- _What the task requires_
Write the entries below out again in full. Match every character.

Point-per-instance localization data

━━━━━━━━━━━━━━━━━━━━

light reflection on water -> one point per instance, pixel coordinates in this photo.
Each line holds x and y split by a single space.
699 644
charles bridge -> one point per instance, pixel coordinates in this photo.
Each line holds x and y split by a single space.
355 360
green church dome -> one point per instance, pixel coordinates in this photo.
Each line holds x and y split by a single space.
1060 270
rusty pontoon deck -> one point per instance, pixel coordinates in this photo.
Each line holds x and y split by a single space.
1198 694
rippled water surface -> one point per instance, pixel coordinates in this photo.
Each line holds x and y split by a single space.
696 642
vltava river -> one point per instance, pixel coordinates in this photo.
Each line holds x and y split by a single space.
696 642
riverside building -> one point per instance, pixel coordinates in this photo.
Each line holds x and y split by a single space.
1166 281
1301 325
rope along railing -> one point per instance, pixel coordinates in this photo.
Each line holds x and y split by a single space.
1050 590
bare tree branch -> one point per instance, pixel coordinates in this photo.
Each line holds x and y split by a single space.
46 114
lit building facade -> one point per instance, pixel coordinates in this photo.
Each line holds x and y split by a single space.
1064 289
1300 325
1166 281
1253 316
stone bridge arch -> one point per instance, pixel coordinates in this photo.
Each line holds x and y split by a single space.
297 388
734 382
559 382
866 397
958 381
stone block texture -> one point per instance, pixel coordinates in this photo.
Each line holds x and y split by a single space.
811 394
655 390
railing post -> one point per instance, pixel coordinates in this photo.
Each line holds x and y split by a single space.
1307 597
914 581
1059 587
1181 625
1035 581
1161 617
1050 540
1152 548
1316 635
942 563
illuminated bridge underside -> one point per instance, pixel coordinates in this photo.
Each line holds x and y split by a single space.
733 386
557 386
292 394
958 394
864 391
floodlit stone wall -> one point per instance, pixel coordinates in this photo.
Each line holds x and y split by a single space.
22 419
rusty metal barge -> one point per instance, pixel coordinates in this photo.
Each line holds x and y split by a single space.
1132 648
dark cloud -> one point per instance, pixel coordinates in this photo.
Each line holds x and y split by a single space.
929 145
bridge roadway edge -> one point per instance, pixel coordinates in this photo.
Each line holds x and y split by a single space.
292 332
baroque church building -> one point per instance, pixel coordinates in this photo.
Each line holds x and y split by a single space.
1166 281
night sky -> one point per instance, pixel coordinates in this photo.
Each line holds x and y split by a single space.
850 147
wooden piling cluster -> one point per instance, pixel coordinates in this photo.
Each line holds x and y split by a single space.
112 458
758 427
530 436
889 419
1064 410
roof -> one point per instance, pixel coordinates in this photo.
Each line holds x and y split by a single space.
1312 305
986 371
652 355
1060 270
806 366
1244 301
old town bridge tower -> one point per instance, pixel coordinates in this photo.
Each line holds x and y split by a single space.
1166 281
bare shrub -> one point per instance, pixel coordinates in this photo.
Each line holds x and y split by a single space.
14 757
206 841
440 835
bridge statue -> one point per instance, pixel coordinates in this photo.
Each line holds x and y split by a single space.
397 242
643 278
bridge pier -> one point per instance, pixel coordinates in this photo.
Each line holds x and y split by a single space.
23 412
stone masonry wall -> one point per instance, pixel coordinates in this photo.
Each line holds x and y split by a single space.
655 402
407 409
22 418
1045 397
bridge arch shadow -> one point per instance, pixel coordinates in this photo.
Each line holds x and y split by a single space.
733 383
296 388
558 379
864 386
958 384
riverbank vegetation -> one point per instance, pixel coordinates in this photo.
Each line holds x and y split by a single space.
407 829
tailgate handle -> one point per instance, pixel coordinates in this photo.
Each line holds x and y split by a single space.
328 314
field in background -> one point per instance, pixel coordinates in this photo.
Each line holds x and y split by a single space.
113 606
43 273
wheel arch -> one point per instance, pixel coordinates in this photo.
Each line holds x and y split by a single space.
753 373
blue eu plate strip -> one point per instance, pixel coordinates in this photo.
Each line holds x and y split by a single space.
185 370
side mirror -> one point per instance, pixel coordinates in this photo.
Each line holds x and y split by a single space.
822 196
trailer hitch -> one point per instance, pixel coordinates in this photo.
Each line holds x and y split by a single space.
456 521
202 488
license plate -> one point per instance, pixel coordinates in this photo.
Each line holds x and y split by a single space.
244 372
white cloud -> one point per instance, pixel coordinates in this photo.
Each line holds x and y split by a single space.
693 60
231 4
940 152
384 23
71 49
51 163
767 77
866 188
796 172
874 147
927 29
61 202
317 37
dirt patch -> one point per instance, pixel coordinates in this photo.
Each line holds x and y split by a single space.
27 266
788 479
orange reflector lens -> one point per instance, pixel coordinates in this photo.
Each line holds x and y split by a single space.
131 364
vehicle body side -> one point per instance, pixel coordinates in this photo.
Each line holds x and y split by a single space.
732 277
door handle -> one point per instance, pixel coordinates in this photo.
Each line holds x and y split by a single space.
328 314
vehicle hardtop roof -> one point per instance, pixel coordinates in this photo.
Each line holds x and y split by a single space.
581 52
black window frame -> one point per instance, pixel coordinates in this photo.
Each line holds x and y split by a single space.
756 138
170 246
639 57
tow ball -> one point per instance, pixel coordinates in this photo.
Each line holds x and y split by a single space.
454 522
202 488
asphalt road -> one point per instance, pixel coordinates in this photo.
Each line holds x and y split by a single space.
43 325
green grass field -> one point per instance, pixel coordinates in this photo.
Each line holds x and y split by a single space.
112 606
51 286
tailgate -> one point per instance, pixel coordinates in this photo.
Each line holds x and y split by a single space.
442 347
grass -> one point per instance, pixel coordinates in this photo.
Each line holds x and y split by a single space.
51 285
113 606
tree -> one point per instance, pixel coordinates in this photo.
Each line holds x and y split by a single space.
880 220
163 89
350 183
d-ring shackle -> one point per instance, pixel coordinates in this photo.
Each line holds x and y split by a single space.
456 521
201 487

━━━━━━━━━━━━━━━━━━━━

- _Exercise solution_
light reflection on water -> one point per instance, pixel coordinates in this photo.
Each line holds x and y split by a single space.
699 644
charles bridge -> one point per instance, pixel coordinates in this photo.
Each line holds x and y split by a single space.
355 360
green church dome -> one point per instance, pixel coordinates in this photo.
Each line holds x and y split by a single space.
1060 270
rusty pontoon deck -> one point per instance, pixel coordinates in this photo.
Each line holds x and y split by a single space.
1198 694
rippled water surface -> one point per instance, pixel coordinates in this photo.
Each line holds x and y split by a single space.
696 642
vltava river -> one point per instance, pixel coordinates in this photo.
Each line holds x and y split by a single space.
696 642
riverside building -> one point per instance, pixel coordinates in this photo.
Each line holds x and y split by a single space.
1166 281
1301 325
rope along railing -> one point per instance, pixel coordinates in this photo.
Each line holds x and y split by a single space.
1050 590
bare tree branch -> one point per instance, pixel coordinates in this photo.
Each line holds x and y split by a single space.
46 114
lit building facade -> one point per instance, pixel coordinates in this photo.
Each line holds x and y split by a single space.
1064 289
1300 325
1166 281
1253 316
stone bridge arch -> one point per instance, pixel coordinates in this photo.
Each line holds x and y split by a single space.
297 388
734 382
559 382
866 397
958 381
stone block texture -> one point per instance, pixel coordinates in this photo.
Each line holds x and y split by a single space.
811 394
655 390
railing post -> one point per instance, pixel coordinates in this photo.
Each line holds x and y split by a single space.
1307 597
914 581
1059 587
1181 625
1035 581
1161 617
1050 540
1152 548
1316 635
942 563
illuminated bridge underside -> one point per instance, pixel coordinates in this photo.
Each line holds x and y split by a single space.
733 386
557 386
292 394
958 394
864 391
floodlit stone wall -> one point per instance, pixel coordinates in this photo.
Each line holds x and y split by a single space.
22 419
rusty metal barge -> one point per instance, pixel coordinates in this photo.
Each line holds x and y split by a single space.
1132 648
dark cloud -> one point per instance, pixel coordinates in this photo.
Each line holds x and y split by a single space.
929 145
bridge roadway edge -> one point per instance, pixel coordinates in this photo.
Each line holds x and y split by a single space.
292 332
baroque church building -> one point per instance, pixel coordinates in this photo.
Each line holds x and y split by a single space.
1166 281
night sky -> one point per instance, pixel coordinates in this photo.
Each line holds x and y split by a single space.
850 147
wooden piling cluster -> one point per instance, pixel coordinates in this photo.
Each line holds x and y split by a single space.
112 458
758 427
530 436
889 419
1064 410
roof -> one point per instance, pixel coordinates in this photo.
Each line holds x and y split by a single space.
1312 305
986 371
652 355
1060 270
806 366
1244 301
old town bridge tower -> one point per instance, pixel coordinates in this photo.
Each line holds x and y split by a single space.
1166 281
bare shrub -> one point per instance, pixel coordinates in this photo.
Each line holds x and y split by a single space.
14 757
206 841
440 835
bridge statue -> one point per instance, pixel coordinates in this photo.
Each line holds x and y split by a single space.
397 242
643 278
bridge pier -> one point per instance, pixel coordinates in this photo.
Each line holds x and y split by a single space.
23 412
stone masonry wall -> one point per instance, pixel coordinates in this photo.
Each line holds x and y split by a single space.
655 402
407 409
22 418
1045 397
bridge arch shadow -> one point per instance, pixel coordinates in this photo.
Each line holds x and y split by a single space.
733 383
296 388
558 379
864 386
958 384
riverbank vegetation -> one point per instance, pixel coordinates in this photo.
Each line holds x and y split by a single space.
407 829
tailgate handle -> one point per instance, pixel coordinates in this photo.
Each line holds x and y split by a single space.
328 314
field in background -> one point per instance, pixel coordinates in this photo.
Each line holds x and y split by a single space.
113 606
43 273
wheel arch -> one point per instance, pixel coordinates in this photo.
Each line holds x and y split by a single space.
753 373
blue eu plate strip -> one point per instance, pixel coordinates in this photo.
Each line holds x and y split by a single space.
185 370
side mirror -> one point per instance, pixel coordinates in this photo.
Each line holds x and y split by a single space.
822 196
trailer hitch -> one point per instance, pixel coordinates in this photo.
Each line holds x and y split by a single space.
456 521
202 488
license plate -> one point per instance, pixel coordinates in this photo.
Each line holds x and y split by a single space.
244 372
white cloud -> one point per instance, pixel coordinates in this photo.
Each line holds x and y split by a single space.
693 60
231 4
940 152
384 23
71 49
51 163
767 77
866 188
796 172
874 147
927 29
61 202
317 37
dirt patch -> one point per instance, pixel coordinates in this photo.
Each line holds x and y split by a single space.
27 266
788 479
orange reflector lens -> one point per instance, pixel coordinates in this photo.
Each line holds x and y split by a single space.
131 364
vehicle body side -> one point per instance, pixel coordinates in this photo.
Each line holds x and y split by a single space.
732 277
door handle -> one point per instance, pixel coordinates in this photo.
Each line holds x and y split by a single space.
328 314
vehicle hardtop roof -> one point per instance, pixel coordinates in this photo.
Each line holds x and y split by a single space.
581 52
black window frame -> one point per instance, pixel coordinates in this photo.
Each line holds x and y split by a single space.
756 138
170 246
639 57
tow ball -> one point per instance, pixel coordinates in this photo.
Each line holds x and y split by a single space.
454 522
202 488
asphalt road -> one point per instance, pixel coordinates in this photo.
Each line holds x and y split by a single space.
43 325
green grass field -> one point per instance, pixel coordinates in this photo.
Each line holds x and y split by a single space.
112 606
51 286
tailgate -> one point per instance, pixel coordinates in this photo.
Each line holds x and y split by a single space.
442 347
grass -> one point per instance, pixel coordinates in this photo.
Each line holds x and y split by a single space.
51 285
113 606
tree -> one point per instance, pixel coordinates in this photo.
Each line holds x and y split by a single space.
880 220
163 89
350 183
d-ring shackle -> one point per instance, pixel coordinates in this photo.
Each line holds x and y split by a single space.
456 521
201 487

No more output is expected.